EXTRACTED RECORDS:
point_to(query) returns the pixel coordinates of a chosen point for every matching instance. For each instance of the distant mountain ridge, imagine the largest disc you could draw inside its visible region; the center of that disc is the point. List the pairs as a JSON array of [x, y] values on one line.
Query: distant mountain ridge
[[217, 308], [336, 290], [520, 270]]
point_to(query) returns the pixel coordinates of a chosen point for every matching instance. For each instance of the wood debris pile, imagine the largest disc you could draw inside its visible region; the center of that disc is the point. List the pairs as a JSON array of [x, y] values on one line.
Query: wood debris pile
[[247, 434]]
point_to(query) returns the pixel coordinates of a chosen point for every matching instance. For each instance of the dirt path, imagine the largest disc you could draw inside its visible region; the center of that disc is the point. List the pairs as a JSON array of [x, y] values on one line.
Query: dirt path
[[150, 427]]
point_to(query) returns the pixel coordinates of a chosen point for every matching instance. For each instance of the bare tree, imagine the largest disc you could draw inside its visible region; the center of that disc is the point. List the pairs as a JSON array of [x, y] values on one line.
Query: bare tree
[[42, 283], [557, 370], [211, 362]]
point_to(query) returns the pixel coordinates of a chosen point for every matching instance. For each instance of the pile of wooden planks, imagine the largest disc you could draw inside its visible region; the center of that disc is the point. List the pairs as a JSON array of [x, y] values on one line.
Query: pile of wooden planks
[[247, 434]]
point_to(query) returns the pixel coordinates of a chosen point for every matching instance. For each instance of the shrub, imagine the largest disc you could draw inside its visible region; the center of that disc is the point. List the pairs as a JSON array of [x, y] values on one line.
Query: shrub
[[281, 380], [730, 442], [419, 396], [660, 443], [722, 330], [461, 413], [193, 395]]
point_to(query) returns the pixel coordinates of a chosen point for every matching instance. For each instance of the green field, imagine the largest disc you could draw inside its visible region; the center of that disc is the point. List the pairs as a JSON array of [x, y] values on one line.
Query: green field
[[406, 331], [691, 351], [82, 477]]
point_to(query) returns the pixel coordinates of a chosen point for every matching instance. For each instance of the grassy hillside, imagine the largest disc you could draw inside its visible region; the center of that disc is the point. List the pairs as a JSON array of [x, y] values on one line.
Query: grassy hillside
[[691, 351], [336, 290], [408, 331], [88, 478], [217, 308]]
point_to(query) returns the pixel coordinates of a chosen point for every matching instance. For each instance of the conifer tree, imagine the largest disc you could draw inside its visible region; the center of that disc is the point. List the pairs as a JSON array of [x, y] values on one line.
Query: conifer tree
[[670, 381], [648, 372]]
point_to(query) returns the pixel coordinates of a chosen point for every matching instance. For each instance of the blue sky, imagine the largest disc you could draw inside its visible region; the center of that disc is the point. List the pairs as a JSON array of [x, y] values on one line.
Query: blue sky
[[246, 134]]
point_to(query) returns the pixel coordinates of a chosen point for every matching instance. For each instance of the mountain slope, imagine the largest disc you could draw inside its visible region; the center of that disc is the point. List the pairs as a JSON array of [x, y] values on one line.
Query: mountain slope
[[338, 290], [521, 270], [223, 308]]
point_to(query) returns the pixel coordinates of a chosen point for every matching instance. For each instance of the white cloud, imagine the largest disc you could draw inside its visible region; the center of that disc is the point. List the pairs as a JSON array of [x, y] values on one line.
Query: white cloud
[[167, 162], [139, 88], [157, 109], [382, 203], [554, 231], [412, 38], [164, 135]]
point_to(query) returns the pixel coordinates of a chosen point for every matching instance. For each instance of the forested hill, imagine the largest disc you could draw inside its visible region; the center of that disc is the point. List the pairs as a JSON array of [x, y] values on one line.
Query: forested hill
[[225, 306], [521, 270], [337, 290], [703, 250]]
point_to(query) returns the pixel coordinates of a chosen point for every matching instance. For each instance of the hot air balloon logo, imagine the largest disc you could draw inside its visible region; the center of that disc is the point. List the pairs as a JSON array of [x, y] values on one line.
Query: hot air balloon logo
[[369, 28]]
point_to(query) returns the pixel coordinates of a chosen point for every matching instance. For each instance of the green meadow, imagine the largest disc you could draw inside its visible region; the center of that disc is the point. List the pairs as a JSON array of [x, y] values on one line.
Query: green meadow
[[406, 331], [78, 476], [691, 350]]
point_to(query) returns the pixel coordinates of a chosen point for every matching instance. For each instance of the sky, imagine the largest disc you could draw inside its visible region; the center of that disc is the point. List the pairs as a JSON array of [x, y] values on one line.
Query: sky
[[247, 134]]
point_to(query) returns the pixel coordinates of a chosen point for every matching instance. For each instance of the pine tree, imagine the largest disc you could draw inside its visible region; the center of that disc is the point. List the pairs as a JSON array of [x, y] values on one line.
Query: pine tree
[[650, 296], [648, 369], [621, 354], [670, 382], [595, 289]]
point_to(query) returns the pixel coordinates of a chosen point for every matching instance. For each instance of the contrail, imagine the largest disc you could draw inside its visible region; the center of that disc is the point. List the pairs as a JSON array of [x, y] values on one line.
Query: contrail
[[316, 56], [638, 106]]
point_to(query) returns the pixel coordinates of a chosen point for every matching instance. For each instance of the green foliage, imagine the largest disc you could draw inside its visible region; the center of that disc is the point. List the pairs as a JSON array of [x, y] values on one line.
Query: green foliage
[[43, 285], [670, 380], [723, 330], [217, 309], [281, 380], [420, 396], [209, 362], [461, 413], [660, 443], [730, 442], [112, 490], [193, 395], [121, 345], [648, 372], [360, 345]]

WHAT NEEDS TO BE DONE: Write out the material once more so that every line matches exactly.

RESPONSE BOX:
point_to(query) returns the pixel coordinates of a chosen point for every matching instance. For each instance of the distant mountain ridge, imagine the largest disc you could draw inside its visible region; the center of that disc is the point. List the pairs as a JSON array of [x, y] values on one line.
Query: distant mountain ridge
[[217, 308], [336, 290], [520, 270]]
point_to(query) returns the pixel coordinates of a chosen point for every matching instance. For each instance of the wood debris pile, imagine the largest disc you could draw inside its visible region; the center of that disc is the point. List the pairs as a JSON array of [x, y] values on one line.
Query: wood debris pile
[[247, 434]]
point_to(query) returns the pixel coordinates of a chosen point for every matching instance. For each instance of the dirt path, imagine the largest disc you could draw inside its visible region; the center of that disc is the point. List the pairs as a JSON array of [x, y] values on one line.
Query: dirt path
[[150, 427]]
point_to(query) returns the pixel coordinates of a chosen point for every matching instance. For each instance of the bare tree, imagine the largest disc you could draw inside its visible region; the center of that disc is the point. List the pairs as a JSON array of [x, y] values on one line.
Query: bare tree
[[42, 283], [557, 370], [211, 362]]
point_to(query) returns the pixel coordinates of a chosen point for every matching instance. For each instance of the pile of wooden planks, imagine the largest disc you could draw inside its visible region; the center of that disc is the point. List the pairs as a JSON array of [x, y] values on one line.
Query: pile of wooden planks
[[247, 434]]
point_to(query) returns the pixel coordinates of a chosen point for every matching instance. For each instance of the shrub, imagine the largest disc you could draw inside its visible region; the center of that disc is the point. List the pairs as a JSON array of [x, y] values on one line.
Query: shrub
[[281, 380], [730, 442], [419, 396], [660, 443], [722, 330], [461, 413], [193, 395]]
point_to(query) returns the pixel coordinates of a chosen point for every matching instance. For each instance of the green field, imagine the largest disc you could draw inside its visible region; the center of that disc is the point. List the pairs as a JSON array of [x, y] values on one line.
Query: green field
[[406, 331], [691, 351], [82, 477]]
point_to(query) returns the pixel coordinates of a chosen point for every matching instance. For each instance of the grassy hillside, imagine the largest disc you could draw inside its visible region; the center of that disc is the point. List the pairs as a JSON array of [x, y] values on one line.
Query: grassy hillside
[[691, 351], [336, 290], [408, 331], [88, 478], [217, 308]]
point_to(query) returns the pixel coordinates of a chosen point for every matching instance. For each instance of the conifer tree, imagine the largest disc you could draw inside its visible region; the center of that disc is the point. List the pairs as a JSON array of [x, y] values on one line.
Query: conifer tree
[[670, 381], [648, 372]]
point_to(query) returns the pixel coordinates of a chosen point for every matching instance. For each instance of the blue sky, imagine the largest disc you could draw inside its visible region; the center of that disc is the point. List the pairs as a JSON array of [x, y] values on one line.
Query: blue sky
[[246, 134]]
point_to(query) returns the pixel coordinates of a chosen point for every matching instance. For each instance of the mountain slope, imagine the largest disc you could draw inside its visible region; the center of that disc is the point. List the pairs as a JSON array of [x, y] values on one line.
Query: mountain slope
[[338, 290], [521, 270], [223, 308]]
point_to(query) returns the pixel coordinates of a chosen point for every matching instance. For each instance of the white cloud, imagine the largest disc you could draw inside its visible region; the center of that disc is the point. List the pairs as a JSON array of [x, y] values on one line.
Query: white cloud
[[167, 162], [139, 88], [157, 109], [382, 203], [554, 231], [412, 38], [164, 135]]
point_to(query) returns the pixel coordinates of a chosen point for every matching instance. For each instance of the forested hill, imagine the largest disc you could draw inside its visible region; the center of that disc is the point. List the pairs as a JSON array of [x, y] values on one line.
Query: forested hill
[[225, 306], [521, 270], [337, 290], [703, 250]]
point_to(query) returns the pixel coordinates of a chosen point for every matching instance. For each instance of the hot air balloon logo, imagine the largest disc you could draw inside its visible region; the center of that disc is the point. List the pairs as a JSON array of [x, y] values on one line.
Query: hot air balloon logo
[[369, 28]]
point_to(query) returns the pixel coordinates of a chosen point for every matching instance. For each instance of the green meadow, imagine the largest disc you could draw inside its visible region; the center of that disc is the point. List the pairs as a JSON array of [x, y] values on one line.
Query: green meadow
[[406, 331], [78, 476], [691, 350]]
point_to(query) returns the pixel coordinates of a chosen point for every matching instance. For each instance of the sky, imagine the largest disc you could draw inside its visible region; the center of that disc is the point. List the pairs as a JSON array of [x, y] values on one line.
Query: sky
[[247, 134]]
point_to(query) returns the pixel coordinates of a chosen point for every matching instance. For each instance of the pine tree, imagine the largest disc you could draw inside its visible region; the center of that disc is the point. List the pairs as a JSON array of [x, y] values on one line.
Query: pine tree
[[650, 296], [648, 369], [621, 354], [670, 382], [595, 289]]
point_to(query) returns the pixel coordinates of a chosen point for every matching instance. For each instance of the contrail, imagine the largest disc you could draw inside its visible region; the center of that disc is the point. List the pairs as a JSON array of [x, y] values on one line.
Query: contrail
[[316, 56], [638, 106]]
point_to(query) returns the pixel coordinates of a chosen point for every matching instance. For each instance of the green foliage, imagine the largest disc you could draw inside its visible region; the center of that disc is the point. List the pairs as a JSON array of [x, y] values on one line.
Query: green foliage
[[43, 285], [670, 380], [723, 330], [217, 309], [281, 380], [420, 396], [209, 362], [461, 413], [660, 443], [730, 442], [112, 490], [193, 395], [121, 345], [648, 372], [360, 345]]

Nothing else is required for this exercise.